*WHAT IS NEEDED*:
Rewrite the part of the data that opens with the line containing "Spot beer glass." and closes with the line containing "[110,4,162,135]", swapping "grasshopper" for "locust" and leaving everything else unchanged.

*Region labeling data*:
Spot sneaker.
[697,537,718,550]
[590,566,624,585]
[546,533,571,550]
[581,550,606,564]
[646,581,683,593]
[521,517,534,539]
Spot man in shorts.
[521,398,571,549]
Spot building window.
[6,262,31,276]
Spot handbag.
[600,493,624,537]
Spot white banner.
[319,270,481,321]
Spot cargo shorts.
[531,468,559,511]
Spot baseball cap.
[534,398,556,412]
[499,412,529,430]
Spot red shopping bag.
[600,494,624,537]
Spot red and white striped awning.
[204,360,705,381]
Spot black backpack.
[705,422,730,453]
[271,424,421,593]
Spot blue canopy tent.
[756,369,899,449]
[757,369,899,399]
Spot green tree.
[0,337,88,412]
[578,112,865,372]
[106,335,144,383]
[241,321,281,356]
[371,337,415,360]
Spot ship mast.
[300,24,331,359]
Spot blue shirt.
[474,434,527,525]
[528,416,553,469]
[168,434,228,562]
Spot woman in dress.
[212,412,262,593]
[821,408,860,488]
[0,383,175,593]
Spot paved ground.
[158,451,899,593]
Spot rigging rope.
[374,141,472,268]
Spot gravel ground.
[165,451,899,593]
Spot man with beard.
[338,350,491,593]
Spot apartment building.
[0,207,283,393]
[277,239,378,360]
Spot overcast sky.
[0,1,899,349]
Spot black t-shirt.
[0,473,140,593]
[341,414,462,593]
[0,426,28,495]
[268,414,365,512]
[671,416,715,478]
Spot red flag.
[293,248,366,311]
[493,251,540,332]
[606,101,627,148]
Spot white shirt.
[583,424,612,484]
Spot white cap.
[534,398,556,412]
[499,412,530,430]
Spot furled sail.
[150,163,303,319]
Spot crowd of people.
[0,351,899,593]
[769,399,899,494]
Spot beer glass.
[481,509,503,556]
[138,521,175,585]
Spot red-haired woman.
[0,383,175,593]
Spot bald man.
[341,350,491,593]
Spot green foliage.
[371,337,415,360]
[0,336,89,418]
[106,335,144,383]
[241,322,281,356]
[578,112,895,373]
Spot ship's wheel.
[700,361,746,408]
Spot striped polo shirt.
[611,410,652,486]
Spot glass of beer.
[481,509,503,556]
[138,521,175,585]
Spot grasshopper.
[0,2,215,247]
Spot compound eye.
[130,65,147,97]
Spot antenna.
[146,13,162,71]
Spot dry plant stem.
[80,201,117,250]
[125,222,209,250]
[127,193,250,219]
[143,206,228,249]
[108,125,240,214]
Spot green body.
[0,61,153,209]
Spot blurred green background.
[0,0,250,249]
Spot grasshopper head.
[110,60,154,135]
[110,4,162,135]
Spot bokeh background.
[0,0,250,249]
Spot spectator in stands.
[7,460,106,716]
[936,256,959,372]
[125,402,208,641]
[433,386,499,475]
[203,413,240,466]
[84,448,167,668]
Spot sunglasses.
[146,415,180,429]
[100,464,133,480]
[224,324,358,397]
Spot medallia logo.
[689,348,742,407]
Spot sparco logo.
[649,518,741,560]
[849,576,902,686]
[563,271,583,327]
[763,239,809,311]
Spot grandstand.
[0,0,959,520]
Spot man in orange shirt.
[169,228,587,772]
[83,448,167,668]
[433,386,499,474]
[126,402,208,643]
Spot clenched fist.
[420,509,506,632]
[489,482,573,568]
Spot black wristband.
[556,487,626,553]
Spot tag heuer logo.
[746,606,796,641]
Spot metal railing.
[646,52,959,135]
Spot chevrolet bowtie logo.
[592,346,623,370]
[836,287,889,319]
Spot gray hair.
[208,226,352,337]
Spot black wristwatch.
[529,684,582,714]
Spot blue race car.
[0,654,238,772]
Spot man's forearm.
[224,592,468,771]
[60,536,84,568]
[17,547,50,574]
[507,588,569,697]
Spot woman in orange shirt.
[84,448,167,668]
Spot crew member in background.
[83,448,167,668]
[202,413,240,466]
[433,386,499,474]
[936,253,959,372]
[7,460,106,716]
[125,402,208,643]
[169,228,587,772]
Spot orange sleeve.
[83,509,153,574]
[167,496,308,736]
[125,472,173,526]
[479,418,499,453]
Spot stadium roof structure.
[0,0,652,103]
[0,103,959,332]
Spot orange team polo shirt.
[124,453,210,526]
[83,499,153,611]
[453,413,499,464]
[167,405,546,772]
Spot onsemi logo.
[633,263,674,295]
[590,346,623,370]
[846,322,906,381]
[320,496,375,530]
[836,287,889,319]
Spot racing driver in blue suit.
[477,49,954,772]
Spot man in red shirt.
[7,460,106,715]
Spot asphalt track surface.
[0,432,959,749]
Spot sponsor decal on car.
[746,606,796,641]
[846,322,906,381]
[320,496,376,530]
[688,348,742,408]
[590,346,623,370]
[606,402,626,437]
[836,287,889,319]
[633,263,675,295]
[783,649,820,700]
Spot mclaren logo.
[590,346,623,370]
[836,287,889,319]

*EXERCISE RESPONSE*:
Spot beer glass.
[481,509,503,556]
[138,521,175,585]
Spot red-haired woman.
[0,383,175,593]
Spot bald man.
[341,350,491,593]
Spot green foliage.
[371,337,415,360]
[0,336,89,418]
[106,335,144,383]
[241,322,281,356]
[578,112,895,373]
Spot ship's wheel.
[700,361,746,408]
Spot striped polo shirt.
[611,410,652,486]
Spot glass of beer.
[481,509,503,556]
[138,521,175,585]
Spot locust.
[0,2,215,247]
Spot compound eye.
[130,65,147,97]
Spot antenna.
[146,13,162,71]
Spot dry plant stem.
[80,201,117,250]
[125,222,209,250]
[127,193,250,219]
[143,206,228,249]
[108,125,240,214]
Spot green body.
[0,61,153,209]
Spot blurred green background.
[0,0,250,249]
Spot locust head.
[110,60,154,135]
[110,4,162,135]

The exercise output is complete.